(Stored items from a collection)

=== Begin Enclosure ===

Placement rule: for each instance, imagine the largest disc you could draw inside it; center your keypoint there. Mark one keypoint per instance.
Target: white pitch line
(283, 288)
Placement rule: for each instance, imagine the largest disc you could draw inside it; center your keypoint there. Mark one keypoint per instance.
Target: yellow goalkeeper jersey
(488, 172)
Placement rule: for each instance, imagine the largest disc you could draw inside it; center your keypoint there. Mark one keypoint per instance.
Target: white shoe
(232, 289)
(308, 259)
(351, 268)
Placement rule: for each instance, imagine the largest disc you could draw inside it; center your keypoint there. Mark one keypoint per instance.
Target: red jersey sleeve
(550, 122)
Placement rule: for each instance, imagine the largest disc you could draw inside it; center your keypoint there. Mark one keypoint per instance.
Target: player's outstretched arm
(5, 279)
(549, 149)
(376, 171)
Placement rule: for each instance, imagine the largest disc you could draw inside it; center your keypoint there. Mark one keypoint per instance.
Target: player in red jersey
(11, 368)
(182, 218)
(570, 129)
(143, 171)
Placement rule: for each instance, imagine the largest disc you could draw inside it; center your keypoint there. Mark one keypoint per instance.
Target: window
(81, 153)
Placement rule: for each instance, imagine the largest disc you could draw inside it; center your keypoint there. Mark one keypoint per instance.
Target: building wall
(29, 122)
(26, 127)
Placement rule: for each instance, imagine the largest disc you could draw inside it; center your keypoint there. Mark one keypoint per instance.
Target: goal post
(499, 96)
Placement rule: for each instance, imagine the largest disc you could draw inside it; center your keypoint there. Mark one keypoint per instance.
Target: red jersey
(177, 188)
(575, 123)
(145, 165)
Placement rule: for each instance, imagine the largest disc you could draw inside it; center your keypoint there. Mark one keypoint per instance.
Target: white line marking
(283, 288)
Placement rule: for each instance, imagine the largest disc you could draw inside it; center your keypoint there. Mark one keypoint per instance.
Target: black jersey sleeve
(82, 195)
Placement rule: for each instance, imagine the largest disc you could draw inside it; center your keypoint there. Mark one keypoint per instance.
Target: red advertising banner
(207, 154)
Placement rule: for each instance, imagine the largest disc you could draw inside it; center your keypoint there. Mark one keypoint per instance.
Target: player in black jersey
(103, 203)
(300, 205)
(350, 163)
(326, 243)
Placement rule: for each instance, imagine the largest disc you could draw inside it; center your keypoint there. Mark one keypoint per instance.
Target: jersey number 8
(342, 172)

=== End Enclosure ===

— Problem —
Your job here is to copy the entries above exactly.

— Answer —
Placement rule: for each instance, imagine the largest disc you could draw inside it; center your keypoint there. Mark one keypoint per instance.
Target: white pitch line
(283, 288)
Placement rule: for each instance, imagine the largest disc you could draw inside it; center your keypoint there. Mark one keypoint per instance.
Target: yellow goalkeeper jersey
(488, 172)
Placement rule: for each instance, imagine the largest disc you could draw inside it; center your keypoint there. Mark one keypoint per instance.
Target: white shoe
(232, 289)
(308, 259)
(351, 268)
Placement rule: for each instance, imagine the largest disc you could draw inside it; center your keypoint there. Mark one keypoint per instance.
Target: red jersey sleeve
(550, 122)
Placement rule: for each instance, imagine the largest disc you could draw inside it; center your keypoint there. Mark one keypoint per instance.
Target: player's outstretched arm
(5, 279)
(549, 149)
(376, 171)
Placement rule: for each instance, imagine the largest disc you could draw inside it; center your keypoint there. Mark one keypoint per instance.
Target: player in red jersey
(11, 368)
(182, 218)
(570, 129)
(143, 171)
Placement rule: for each instance, imagine the largest disc you could draw inside it; center your keypoint there. Mark one keypoint per instance.
Target: window
(81, 153)
Placement rule: for each instance, imagine the largest disc you could draw inside it; center your keypoint there. Mark one keypoint per instance.
Target: building wall
(29, 122)
(26, 127)
Placement rule: for each instance, imagine the largest disc you could draw inside it; center your keypoint there. Mark one keypoint per instance.
Target: goal post
(499, 96)
Placement rule: for each instance, imagine the largest disc you could draw inside it; center your keypoint there. Mark one keypoint per instance.
Target: red jersey
(177, 188)
(575, 123)
(145, 165)
Placement rule: for each instance, imagine the largest disc you could draw inside it; center your keypoint there. Mark one keypoint per instance.
Target: white line marking
(283, 288)
Placement rule: for each instance, imagine the largest disc you could draw inside it; center your keypoint there. Mark one keypoint per instance.
Target: black jersey sleeve
(82, 195)
Placement rule: for each instance, imagine the largest disc you could draw inside it; center your keypoint there. Mark one keypoint per instance.
Target: red advertising banner
(207, 154)
Placement rule: for each instance, imagine the largest disc you could draw inside it; center your keypoint there. Mark one keypoint per instance.
Target: player in black jersey
(103, 203)
(300, 205)
(350, 163)
(326, 243)
Placement rule: for each instance, imagine the largest disc you could draw inside it; center your keypoint there. Mark one keypoint per instance.
Target: jersey number 8
(342, 172)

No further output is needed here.